◆ Dataset entries ◆
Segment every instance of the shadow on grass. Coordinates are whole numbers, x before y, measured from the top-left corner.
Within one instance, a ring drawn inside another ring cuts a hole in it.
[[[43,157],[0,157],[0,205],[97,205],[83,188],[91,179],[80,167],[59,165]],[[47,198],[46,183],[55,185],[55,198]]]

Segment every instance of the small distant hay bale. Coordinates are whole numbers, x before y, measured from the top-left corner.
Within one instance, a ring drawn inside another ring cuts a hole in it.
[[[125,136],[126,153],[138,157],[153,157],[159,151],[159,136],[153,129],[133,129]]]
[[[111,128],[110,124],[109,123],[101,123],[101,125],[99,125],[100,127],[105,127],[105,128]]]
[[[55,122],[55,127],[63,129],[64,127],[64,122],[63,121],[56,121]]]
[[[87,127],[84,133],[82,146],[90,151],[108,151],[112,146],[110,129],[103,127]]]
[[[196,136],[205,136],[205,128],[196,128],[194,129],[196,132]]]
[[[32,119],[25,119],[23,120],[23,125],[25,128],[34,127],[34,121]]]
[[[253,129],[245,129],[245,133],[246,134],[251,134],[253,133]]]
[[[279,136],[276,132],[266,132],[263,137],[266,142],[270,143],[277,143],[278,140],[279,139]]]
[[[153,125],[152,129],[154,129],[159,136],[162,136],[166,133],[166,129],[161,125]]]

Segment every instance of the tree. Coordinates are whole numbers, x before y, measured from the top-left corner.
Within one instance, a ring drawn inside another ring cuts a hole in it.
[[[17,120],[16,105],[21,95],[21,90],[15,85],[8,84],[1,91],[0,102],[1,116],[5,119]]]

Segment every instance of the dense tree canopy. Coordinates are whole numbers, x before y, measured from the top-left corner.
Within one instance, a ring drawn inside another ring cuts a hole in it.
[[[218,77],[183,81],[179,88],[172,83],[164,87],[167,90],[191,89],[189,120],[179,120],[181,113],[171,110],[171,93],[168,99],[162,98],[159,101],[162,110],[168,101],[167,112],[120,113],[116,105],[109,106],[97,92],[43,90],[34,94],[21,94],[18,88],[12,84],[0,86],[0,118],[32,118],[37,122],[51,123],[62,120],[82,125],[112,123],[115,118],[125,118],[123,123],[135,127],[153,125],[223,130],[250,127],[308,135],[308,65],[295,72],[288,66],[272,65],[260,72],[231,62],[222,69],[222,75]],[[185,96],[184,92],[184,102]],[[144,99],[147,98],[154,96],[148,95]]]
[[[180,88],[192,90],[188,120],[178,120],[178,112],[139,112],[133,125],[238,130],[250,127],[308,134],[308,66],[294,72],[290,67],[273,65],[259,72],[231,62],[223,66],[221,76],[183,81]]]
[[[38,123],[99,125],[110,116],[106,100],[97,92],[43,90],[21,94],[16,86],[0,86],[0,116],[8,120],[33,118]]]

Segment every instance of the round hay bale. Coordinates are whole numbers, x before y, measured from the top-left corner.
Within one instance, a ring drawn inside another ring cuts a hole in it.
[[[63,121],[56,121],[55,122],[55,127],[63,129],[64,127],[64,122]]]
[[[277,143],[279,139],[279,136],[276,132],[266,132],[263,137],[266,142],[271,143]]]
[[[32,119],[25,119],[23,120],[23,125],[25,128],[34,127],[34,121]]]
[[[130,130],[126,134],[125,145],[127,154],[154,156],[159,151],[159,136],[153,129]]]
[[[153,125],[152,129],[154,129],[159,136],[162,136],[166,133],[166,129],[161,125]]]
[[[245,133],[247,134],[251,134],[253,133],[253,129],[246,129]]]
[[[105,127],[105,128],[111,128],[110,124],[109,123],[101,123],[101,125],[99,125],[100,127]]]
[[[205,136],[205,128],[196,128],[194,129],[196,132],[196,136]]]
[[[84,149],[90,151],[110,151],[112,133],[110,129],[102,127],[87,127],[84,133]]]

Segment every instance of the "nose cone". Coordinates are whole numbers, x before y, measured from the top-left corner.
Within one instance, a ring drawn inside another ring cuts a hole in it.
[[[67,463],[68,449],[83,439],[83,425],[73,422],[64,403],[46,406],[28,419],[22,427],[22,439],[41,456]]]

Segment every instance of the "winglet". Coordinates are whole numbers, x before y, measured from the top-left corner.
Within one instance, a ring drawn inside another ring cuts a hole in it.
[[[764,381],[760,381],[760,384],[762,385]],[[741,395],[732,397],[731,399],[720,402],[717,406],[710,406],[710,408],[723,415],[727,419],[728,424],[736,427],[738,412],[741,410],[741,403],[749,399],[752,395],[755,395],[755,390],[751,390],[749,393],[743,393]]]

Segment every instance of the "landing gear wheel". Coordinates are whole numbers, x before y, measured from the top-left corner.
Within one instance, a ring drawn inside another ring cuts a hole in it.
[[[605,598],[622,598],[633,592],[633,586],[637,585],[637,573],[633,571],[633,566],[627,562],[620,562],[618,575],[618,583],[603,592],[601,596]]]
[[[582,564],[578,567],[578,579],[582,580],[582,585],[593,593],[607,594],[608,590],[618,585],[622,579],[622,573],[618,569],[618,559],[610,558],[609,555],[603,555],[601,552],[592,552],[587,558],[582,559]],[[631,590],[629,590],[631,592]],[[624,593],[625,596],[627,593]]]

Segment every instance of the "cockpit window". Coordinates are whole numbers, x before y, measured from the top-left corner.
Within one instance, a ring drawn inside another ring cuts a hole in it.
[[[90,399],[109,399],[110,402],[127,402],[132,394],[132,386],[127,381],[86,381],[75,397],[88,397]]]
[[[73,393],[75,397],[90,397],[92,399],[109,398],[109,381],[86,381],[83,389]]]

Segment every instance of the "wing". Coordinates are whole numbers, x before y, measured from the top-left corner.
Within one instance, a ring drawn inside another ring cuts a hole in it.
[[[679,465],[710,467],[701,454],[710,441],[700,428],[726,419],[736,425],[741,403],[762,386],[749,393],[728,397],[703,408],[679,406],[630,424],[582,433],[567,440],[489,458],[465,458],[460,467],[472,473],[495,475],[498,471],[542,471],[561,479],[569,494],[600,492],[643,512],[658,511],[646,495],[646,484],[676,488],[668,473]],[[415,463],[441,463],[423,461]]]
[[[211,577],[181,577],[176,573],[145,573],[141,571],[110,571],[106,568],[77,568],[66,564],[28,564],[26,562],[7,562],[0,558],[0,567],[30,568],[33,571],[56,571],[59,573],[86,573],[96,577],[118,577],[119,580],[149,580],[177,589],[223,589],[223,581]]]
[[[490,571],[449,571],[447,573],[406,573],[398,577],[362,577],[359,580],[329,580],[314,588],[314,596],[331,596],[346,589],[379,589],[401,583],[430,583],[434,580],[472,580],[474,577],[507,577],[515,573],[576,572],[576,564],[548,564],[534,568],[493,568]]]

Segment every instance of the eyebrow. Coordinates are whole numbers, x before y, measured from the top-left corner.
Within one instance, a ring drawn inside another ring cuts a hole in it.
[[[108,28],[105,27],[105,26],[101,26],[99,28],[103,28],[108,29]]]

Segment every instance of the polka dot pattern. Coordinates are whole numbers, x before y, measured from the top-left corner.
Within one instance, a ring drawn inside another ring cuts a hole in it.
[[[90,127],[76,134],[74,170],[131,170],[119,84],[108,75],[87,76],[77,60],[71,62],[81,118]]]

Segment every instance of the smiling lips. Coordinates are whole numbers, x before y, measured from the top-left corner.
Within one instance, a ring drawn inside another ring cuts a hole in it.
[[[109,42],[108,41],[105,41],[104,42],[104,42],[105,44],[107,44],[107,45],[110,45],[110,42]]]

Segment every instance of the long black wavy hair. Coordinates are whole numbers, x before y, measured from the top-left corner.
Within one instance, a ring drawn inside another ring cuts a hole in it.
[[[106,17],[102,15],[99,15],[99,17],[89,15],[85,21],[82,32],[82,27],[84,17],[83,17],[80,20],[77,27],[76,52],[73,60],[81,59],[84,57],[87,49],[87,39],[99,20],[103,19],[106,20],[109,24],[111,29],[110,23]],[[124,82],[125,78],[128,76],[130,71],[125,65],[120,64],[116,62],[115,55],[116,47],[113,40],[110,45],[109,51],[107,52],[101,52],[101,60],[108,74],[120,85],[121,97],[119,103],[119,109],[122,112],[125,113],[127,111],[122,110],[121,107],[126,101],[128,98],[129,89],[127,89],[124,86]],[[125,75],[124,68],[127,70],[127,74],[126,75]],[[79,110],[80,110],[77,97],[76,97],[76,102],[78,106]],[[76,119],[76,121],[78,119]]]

◆ Task ◆
Starting with the line containing "Segment every instance of the long" and going on through the last of the lines above, give those lines again with "wavy" swapped for "curly" and nothing else changed.

◆ Answer to the task ◆
Segment every instance of the long black curly hair. Coordinates are whole numbers, x before y, measured from the top-left corner.
Within one instance, a ring drawn inside another ring cuts a hole in it.
[[[106,17],[102,15],[99,15],[99,17],[89,15],[85,21],[82,32],[82,27],[84,17],[83,17],[80,20],[77,27],[76,52],[73,60],[81,59],[84,57],[87,49],[87,39],[99,20],[103,19],[106,20],[109,24],[111,29],[110,23]],[[124,82],[125,78],[128,76],[130,71],[125,65],[120,64],[116,62],[115,55],[116,47],[113,40],[110,45],[109,51],[107,52],[101,52],[101,60],[108,74],[120,85],[121,97],[119,103],[119,109],[122,112],[125,113],[127,111],[122,110],[121,107],[126,101],[128,98],[129,89],[127,89],[124,86]],[[125,75],[124,68],[127,70],[127,74],[126,75]],[[79,110],[80,110],[77,97],[76,97],[76,102],[78,106]],[[76,119],[76,121],[78,119]]]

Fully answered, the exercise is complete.